**Set task:**
In the entries below, lay out as a JSON list of strings every line from the one containing "where the person's" through the one containing "[0,215,600,449]", inclusive. Use one string per line and omit any blank lines.

**Entries:**
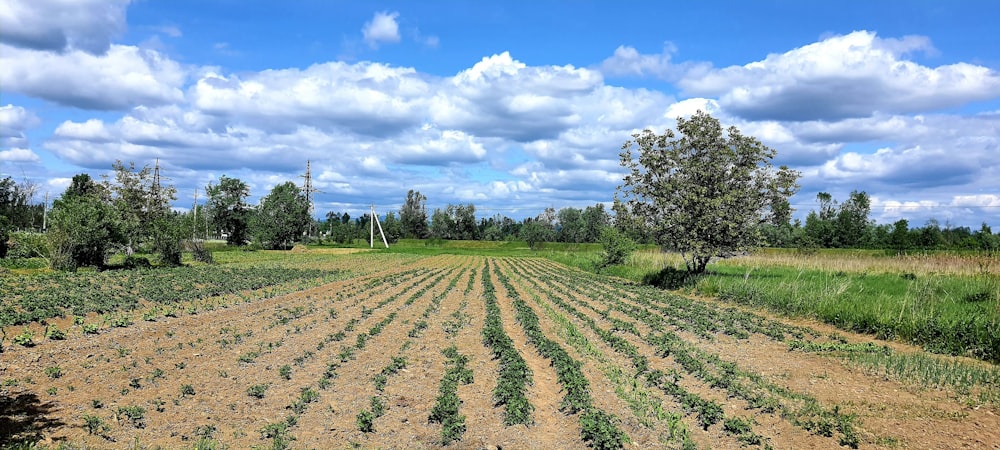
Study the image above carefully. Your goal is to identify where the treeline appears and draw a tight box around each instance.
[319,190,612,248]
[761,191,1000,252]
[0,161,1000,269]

==

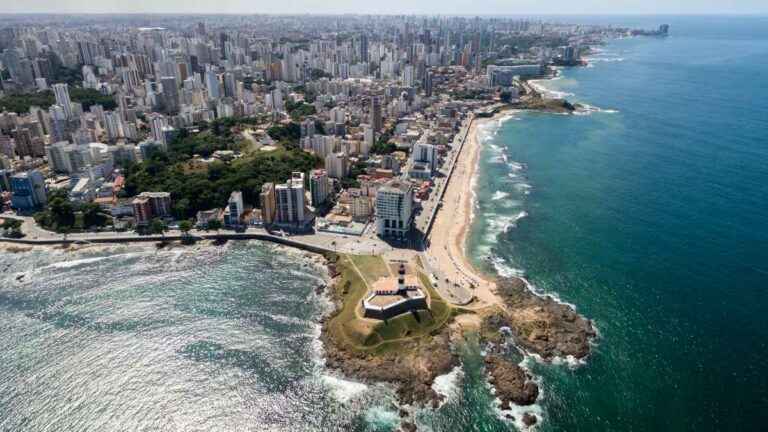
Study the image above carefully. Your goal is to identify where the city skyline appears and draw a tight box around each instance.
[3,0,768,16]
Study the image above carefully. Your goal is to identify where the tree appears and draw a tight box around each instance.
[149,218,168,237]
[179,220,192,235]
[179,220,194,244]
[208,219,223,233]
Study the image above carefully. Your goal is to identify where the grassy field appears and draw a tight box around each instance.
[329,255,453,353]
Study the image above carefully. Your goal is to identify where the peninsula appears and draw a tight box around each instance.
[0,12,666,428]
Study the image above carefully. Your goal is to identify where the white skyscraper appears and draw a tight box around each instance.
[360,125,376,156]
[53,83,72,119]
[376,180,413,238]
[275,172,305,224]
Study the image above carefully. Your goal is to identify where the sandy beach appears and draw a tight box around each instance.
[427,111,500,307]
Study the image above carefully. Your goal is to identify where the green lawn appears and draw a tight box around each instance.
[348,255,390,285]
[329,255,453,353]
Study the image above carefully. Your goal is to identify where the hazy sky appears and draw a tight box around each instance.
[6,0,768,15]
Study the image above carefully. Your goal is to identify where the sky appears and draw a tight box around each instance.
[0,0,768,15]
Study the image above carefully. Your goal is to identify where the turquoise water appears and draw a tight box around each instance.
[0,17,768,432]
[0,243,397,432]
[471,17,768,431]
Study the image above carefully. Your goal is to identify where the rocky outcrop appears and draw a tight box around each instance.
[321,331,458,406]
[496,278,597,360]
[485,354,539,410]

...

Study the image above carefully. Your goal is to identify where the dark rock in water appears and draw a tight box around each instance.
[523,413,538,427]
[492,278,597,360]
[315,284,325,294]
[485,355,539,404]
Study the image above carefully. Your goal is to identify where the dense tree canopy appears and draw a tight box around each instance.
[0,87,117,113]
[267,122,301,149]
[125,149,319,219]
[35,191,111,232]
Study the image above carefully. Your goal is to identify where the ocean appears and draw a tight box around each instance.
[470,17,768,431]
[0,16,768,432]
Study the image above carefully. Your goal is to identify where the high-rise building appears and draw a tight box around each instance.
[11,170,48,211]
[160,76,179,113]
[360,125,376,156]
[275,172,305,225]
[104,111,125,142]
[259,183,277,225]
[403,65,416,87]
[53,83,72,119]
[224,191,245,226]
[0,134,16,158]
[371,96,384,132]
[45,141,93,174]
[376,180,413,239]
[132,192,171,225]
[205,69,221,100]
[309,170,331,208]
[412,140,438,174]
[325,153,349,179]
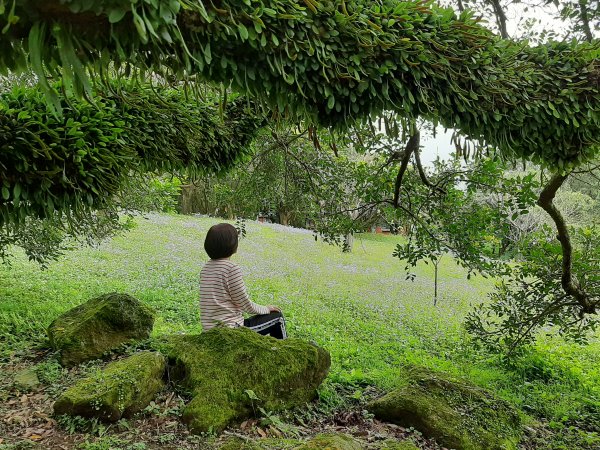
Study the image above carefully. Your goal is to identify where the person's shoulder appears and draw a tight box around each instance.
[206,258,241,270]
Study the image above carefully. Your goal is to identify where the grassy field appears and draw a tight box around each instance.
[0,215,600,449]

**Result for this task:**
[
  "Study the image above carefully. Your goal is to identify where the person's shoulder appears and draw a tight box around each instance.",
  "[206,258,241,270]",
  "Study the image above carefully. Your goal is to identify where the grassy field appears and draw a tight box around each instance.",
  "[0,215,600,449]"
]